◆ Selected excerpt:
============

In the follow-up study, groups of 25 time-mated female Sprague Dawley rats were administered doses of 0, 5, 20, or 60 mg vinpocetine/kg daily from the 6th day of gestation to the 20th. It aimed to assess adverse developmental effects so it used smaller doses that wouldn’t lead to as many miscarriages.
Maternal weight was somewhat lower in the 5 and 20 mg/kg groups, and substantially lower in the 60 mg/kg group, which was the only statistically significant reduction. Gravid uterine weight was somewhat lower in the 5 and 20 mg/kg groups and the lowest in the 60 mg/kg group than in the control group, but the only statistically significant difference was in the 60 mg/kg group. Interestingly, feed intake wasn’t different between the 0, 5, and 20 mg/kg groups, and was significantly lower in the 60 mg/kg group, but not by a great deal (nowhere close to the higher doses in the previously mentioned study). The 20 and 60 mg/kg groups saw a large increase in red and/or brown vaginal discharge, but not the 5 mg/kg group.

============

(Dataset entries)
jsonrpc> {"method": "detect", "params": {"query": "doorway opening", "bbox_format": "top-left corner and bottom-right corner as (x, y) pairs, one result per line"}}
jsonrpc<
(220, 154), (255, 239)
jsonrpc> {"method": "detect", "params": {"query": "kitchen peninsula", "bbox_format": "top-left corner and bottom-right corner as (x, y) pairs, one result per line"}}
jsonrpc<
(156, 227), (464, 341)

============

◆ Check your understanding:
[1] Revise the vinpocetine passage, starting with "Maternal weight was" and going on through "5 mg/kg group.", replacing "feed intake" with "food consumption".
[2] Proceed with the passage on vinpocetine in pregnant rats, picking up after its final sentence.
This material bears no relation to the vinpocetine passage.

◆ Answers in order:
[1]
Maternal weight was somewhat lower in the 5 and 20 mg/kg groups, and substantially lower in the 60 mg/kg group, which was the only statistically significant reduction. Gravid uterine weight was somewhat lower in the 5 and 20 mg/kg groups and the lowest in the 60 mg/kg group than in the control group, but the only statistically significant difference was in the 60 mg/kg group. Interestingly, food consumption wasn’t different between the 0, 5, and 20 mg/kg groups, and was significantly lower in the 60 mg/kg group, but not by a great deal (nowhere close to the higher doses in the previously mentioned study). The 20 and 60 mg/kg groups saw a large increase in red and/or brown vaginal discharge, but not the 5 mg/kg group.

[2]
The number of live fetuses per litter for the various groups was as follows (mean + standard error): 13.95 ± 0.55, 11.95 ± 1.06, 11.86 ± 0.88, and 2.55 ± 1.00 for the 0, 5, 20, and 60 mg/kg groups, respectively, with only the 60 mg/kg group being statistically significantly lower than the control group. Of the live fetuses in the 60 mg/kg group, 82.19% were male, statistically significantly higher than the control group. Percentage post-implantation loss was 3.29 ± 1.33, 10.67 ± 5.29, 11.13 ± 4.65, and 83.13 ± 6.47 which was only statistically significant in the 60 mg/kg group compared with control.
Fetal weight declined a little in the 60 mg/kg group but it wasn’t statistically significant compared with control, and there was no significant difference in external abnormalities in fetuses across all groups. There were various observations of statistically significant increases in abnormalities of organs and skeletons of fetuses from the 5 mg, 20 and 60 mg/kg groups. Overall, it can be said that the risk for fetal abnormalities was possibly higher but roughly comparable to control for 5 mg, and significantly higher for 20 and 60 mg/kg.
Doses of 20 mg/kg or more in rats produced a higher rate of fetal abnormalities, and the 60 mg dose produced a statistically significant reduction in the number of fetuses and in maternal weight.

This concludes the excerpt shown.